__Requirements__
Copy the material below word for word, omitting the pictures.

__Exercise input__

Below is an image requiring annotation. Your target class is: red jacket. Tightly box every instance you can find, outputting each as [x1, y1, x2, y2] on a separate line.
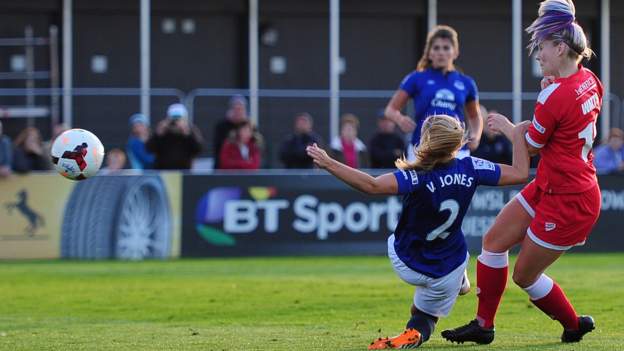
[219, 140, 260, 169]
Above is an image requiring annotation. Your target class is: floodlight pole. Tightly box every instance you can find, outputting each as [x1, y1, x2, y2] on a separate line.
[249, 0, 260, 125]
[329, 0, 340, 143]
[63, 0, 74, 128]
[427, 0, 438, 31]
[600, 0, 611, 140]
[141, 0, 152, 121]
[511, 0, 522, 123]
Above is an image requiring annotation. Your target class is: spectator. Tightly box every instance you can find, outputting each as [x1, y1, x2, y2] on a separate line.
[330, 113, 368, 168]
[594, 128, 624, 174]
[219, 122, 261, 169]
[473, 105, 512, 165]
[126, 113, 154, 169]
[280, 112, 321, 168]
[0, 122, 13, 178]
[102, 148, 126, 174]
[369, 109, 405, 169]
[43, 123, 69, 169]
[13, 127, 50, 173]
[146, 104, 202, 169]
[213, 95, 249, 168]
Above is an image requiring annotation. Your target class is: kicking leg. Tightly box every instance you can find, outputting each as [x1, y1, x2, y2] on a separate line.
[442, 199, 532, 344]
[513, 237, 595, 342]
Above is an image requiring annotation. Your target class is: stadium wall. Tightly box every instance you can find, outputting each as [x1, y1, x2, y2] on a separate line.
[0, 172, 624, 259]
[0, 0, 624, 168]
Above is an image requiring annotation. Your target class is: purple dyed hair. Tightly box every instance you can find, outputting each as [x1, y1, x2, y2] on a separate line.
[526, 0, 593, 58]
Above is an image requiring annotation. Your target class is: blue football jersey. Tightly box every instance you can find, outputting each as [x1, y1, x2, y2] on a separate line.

__Finished answer__
Below is an image requiring annotation. Your target class is: red jacket. Tightly box every instance you can find, outputting each as [x1, y1, x2, y2] on a separate line.
[219, 140, 260, 169]
Above is an image requiring annotation. Your target class is: floodlight pole. Tightly box every instance you can find, outputting each as [x1, y1, x2, y2] on a separate line.
[249, 0, 260, 125]
[329, 0, 340, 143]
[63, 0, 74, 128]
[427, 0, 438, 31]
[600, 0, 611, 140]
[141, 0, 152, 121]
[511, 0, 522, 123]
Above is an image requiring annotation. Your target class is: spectator. Tightly box every instance you can find, outputting each as [x1, y1, x2, y2] on a separate line.
[330, 113, 368, 168]
[594, 128, 624, 174]
[219, 122, 261, 169]
[473, 105, 512, 165]
[126, 113, 154, 169]
[280, 112, 321, 168]
[0, 122, 13, 178]
[102, 148, 126, 174]
[369, 109, 405, 169]
[43, 123, 69, 169]
[13, 127, 50, 173]
[146, 104, 202, 169]
[213, 95, 249, 168]
Above is an image requiring annotation. Your target class is: kicking leg. Tightly box every instance you can find, outputting each as [x1, y1, x2, y2] on a separate line.
[442, 199, 532, 344]
[513, 237, 595, 342]
Above is an image requiring annotation. Your target class is: stadium wall. Tightly box every instance you can find, outputting each as [x1, y1, x2, y2] on a separate line.
[0, 172, 624, 259]
[0, 0, 624, 168]
Above is an image requiring annotation. Your target class is: purple dyed hair. Tightly box every instance you can find, outputting each as [x1, y1, x2, y2] on a separate line.
[526, 0, 593, 58]
Above is an image requiring annotation. Your target class is: blue football jersey. Tightly box every instance you can find, outputting each as [x1, y1, x2, y2] on a separate line.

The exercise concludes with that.